Dataset records
---*---

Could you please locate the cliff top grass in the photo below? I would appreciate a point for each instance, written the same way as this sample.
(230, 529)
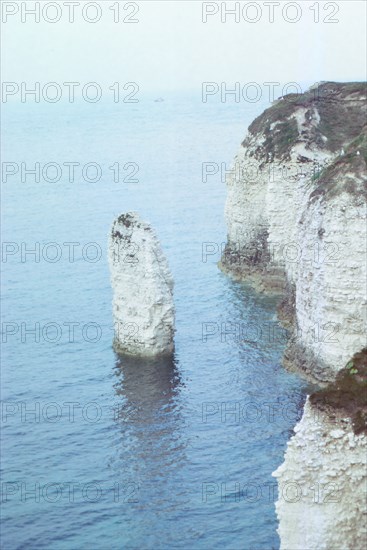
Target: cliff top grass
(341, 108)
(348, 393)
(346, 173)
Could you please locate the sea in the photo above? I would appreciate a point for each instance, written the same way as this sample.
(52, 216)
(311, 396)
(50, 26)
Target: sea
(106, 452)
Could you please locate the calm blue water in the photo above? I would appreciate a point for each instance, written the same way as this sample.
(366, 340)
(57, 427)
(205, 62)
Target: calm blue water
(152, 456)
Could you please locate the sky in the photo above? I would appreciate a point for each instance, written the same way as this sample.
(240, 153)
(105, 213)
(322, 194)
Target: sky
(171, 48)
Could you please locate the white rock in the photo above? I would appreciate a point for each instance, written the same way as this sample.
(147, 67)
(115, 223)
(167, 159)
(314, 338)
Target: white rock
(143, 307)
(329, 513)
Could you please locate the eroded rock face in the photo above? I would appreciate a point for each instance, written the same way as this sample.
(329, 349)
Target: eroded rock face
(143, 307)
(296, 218)
(322, 485)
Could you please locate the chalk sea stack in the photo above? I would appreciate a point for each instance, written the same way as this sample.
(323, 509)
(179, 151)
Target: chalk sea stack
(142, 284)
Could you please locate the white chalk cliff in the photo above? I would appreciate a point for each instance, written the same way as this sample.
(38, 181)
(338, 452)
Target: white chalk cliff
(143, 307)
(322, 485)
(297, 226)
(296, 219)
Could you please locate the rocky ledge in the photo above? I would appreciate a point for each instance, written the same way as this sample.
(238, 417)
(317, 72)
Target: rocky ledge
(296, 218)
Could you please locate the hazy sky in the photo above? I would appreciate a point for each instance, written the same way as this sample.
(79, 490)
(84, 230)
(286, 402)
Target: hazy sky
(171, 48)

---*---

■ GIVEN REQUEST: Copy every line of the records above again, word for word, leaving out the pictures.

■ SOLVED EXERCISE:
Could you please locate the cliff top grass in the photo below? I would appreciate a point for each instance, written the same way as this sample.
(230, 529)
Target: cliff top grass
(341, 108)
(348, 393)
(346, 173)
Could you please locate the sea in the photo above? I would appreciate a point for each instance, written the same way as this sample.
(52, 216)
(311, 396)
(50, 26)
Target: sea
(106, 452)
Could you please locate the calm blue water in the photo above? I would appreciate a point for each instance, written the same way as this sample.
(366, 340)
(57, 427)
(205, 62)
Target: calm blue water
(152, 456)
Could you please locate the sky in the photo above? I would appreciate a point for each instance, written the same way as this sample.
(240, 153)
(105, 213)
(322, 194)
Target: sky
(171, 48)
Could you please locate the white rock in the photo above? I would appreciate a point for each instance, written the same way as this sample.
(147, 67)
(115, 223)
(167, 159)
(314, 338)
Target: white rock
(143, 307)
(329, 513)
Could you please locate the eroded rock face in the photo above? I would appreciate a point for each instance, written the same way as this sample.
(329, 349)
Target: eroded rock face
(143, 307)
(296, 218)
(322, 485)
Could you please locate the chalk sea stack in the photo above? I would appreciate a point for each instance, written the same way as this sample.
(323, 509)
(179, 151)
Target: chalk sea stack
(142, 284)
Could you please locate the white chalk cliff in the photo above? I would appreciate a point for each instance, written the same way as this sample.
(38, 181)
(338, 452)
Target: white chalk cliff
(143, 307)
(322, 485)
(297, 226)
(296, 219)
Could you please locate the rocky ledge in the photo above? I would appreciate a point for each instance, written the same way as this sample.
(238, 417)
(317, 72)
Target: rocky ledge
(296, 218)
Could you please locate the hazy sky in the photo above? I would appreciate a point for each instance, written the same way as this sample.
(79, 490)
(84, 230)
(286, 402)
Target: hazy sky
(171, 48)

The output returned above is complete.